ARTICLE
◇ ◇ ◇ ◇ ◇

Or maybe I am missing something, because that seems too simple...?


----------



## thehatedguy

I didn't know if the sound card had the ability to control volume, or if you would do it from the front end like through winamp or the other frontends. Doing volume control digitally on the front side could mean the loss of precision due to a dropping of bits.


----------



## t3sn4f2

thehatedguy said:


> I would steer clear of Welborne...not so good business practices within the last year.
> 
> The volume control may be the largest hurdle keeping me from doing full processing in the computer. The Rane has the ability to do volume control, and has digital input...the carputer would then just serve as a media server, which would be the "less cool" way of doing everything.


Thanks for the heads up.


----------



## durwood

Confusion on controlling volume in computers

I'm going to have to read that a few times over myself, but putting it here for reference.


----------



## t3sn4f2

By the way, what distortion level are we talking about here with the volume slider at the lowest setting you would have it at while listening not too loud in a quiet car, say with using Kmixer as the worst case?

If it's something wayyyyy under 1% imma be really  for wasting all this time researching better volume control alternatives.


----------



## thehatedguy

Looks like Foobar can do volume control. This is good. I think.

Now, what freaking sound card to use? I think I found one like Durwood reviewed on mp3car...atleast the website says they are in stock. Next step up would be a pro card at 4x the price...and there are a couple used RME Hammerfall 9632s on eGay in the $400 range.


----------



## felix509

thehatedguy said:


> Looks like Foobar can do volume control. This is good. I think.
> 
> Now, what freaking sound card to use? I think I found one like Durwood reviewed on mp3car...atleast the website says they are in stock. Next step up would be a pro card at 4x the price...and there are a couple used RME Hammerfall 9632s on eGay in the $400 range.


Hi Randy, What front end are you planning on using?? 

I wanted to use Foobar as my player but never found any front end that supported it.. Maybe they do now, i have not been keeping up with new releases of roadrunner, etc..

I am putting a new computer in my Saturn Vue, so i need to do some reading on the things that have improved in the last 6-8 monhs.. 

My attempt to do processing in the computer was Freq Allocator and a PCI/external box soundcard called Echo Layla3G.. It actually worked really well except the Echo drivers did not play well with the hibernating.. I had to ditch it as the inputs and outputs needed reset each time it came out of hibernation.. 

Laters...


----------



## thehatedguy

This is winslow...randy is "the other hated guy"

You know, I dunno what front end I am going to use. I'm just now getting serious about buying components...and wrestling with the sound card issue, lol.


----------



## felix509

Ha, I need to read the name better.. My mistake..

◇ ◇ ◇ ◇ ◇

STORED RECORDS

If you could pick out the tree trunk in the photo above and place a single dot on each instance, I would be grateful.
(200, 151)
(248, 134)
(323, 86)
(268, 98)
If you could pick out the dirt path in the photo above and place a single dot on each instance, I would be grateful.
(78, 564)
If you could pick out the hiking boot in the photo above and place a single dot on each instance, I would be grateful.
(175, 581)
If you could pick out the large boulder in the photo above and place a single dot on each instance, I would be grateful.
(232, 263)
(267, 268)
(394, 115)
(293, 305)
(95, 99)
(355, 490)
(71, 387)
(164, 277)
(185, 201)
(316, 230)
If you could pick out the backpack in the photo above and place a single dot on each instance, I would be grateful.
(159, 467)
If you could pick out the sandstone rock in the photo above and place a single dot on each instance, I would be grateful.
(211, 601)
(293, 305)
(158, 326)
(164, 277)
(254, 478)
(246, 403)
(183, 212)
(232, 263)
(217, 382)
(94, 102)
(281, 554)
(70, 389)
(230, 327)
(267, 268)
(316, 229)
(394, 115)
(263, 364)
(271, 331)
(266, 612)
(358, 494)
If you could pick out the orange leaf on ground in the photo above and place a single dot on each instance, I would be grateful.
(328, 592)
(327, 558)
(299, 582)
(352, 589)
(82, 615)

◇ ◇ ◇ ◇ ◇

JOB 1
Name every distinct username that heads a post in the forum thread on car-computer volume control.
JOB 2
Extend the forum thread on car-computer volume control with further posts that follow its final one.

WRITTEN RESPONSE 1
thehatedguy
t3sn4f2
durwood
felix509

WRITTEN RESPONSE 2
I have been using RoadRunner with Winamp and a FLAC plug in. I always keep my volume at 50% in Winamp and use the analogue volume though.. Winamp volume at 50% is equal to 0db, so no effect from volume on the output. 







thehatedguy said:


> This is winslow...randy is "the other hated guy"
> 
> You know, I dunno what front end I am going to use. I'm just now getting serious about buying components...and wrestling with the sound card issue, lol.


----------



## ehiunno

winslow, whats keeping you from using the 1010lt? Its significantly cheaper than the pro-level options, and I doubt you would notice a degradation in sound quality if you set your gains for 50% on winamp and only adjusted up or down on poorly recorded tracks.


----------



## thehatedguy

Nothing, I keep coming back the 1010LT...seems like a good card.


----------



## durwood

I really cringe recommending the Audiotrak Prodigy Hifi. I like it, it works for me, but I will not say it did not come without hiccups and support from Audiotrak is lacking. However, it is the cheapest route for 8 channel.

An issue with using the volume control on the Audiotrak, at 0, it is still playing..ie it never mutes unless you press mute. No idea why. However, if you use winamps volume control or foobars volume control it will fully adjust.

No idea on this seller, but he was selling them on ebay for a while @ $110 with free shipping.
http://stores.dladamsart.com/Detail.bok?no=37

kangsound has them for sale occasionally on ebay as well. The last place I found the audiotrak recently was floridamusicco.

If you want more channels down the road, the 1010LT seems like the clear winner over the audiotrak without jumping up in huge costs to easily making the processing all work.


No frontend is based on foobar unfortunately, but it can be reskinned and it's easy to assign hotkeys to commands in it. I remember the creator of Roadrunner mentioned it's near impossible to interface RR with foobar due to the differences in coding languages. If all you are concerned with is an audio jukebox, no gps or video, then foobar is fine IMO-no need for a frontend GUI.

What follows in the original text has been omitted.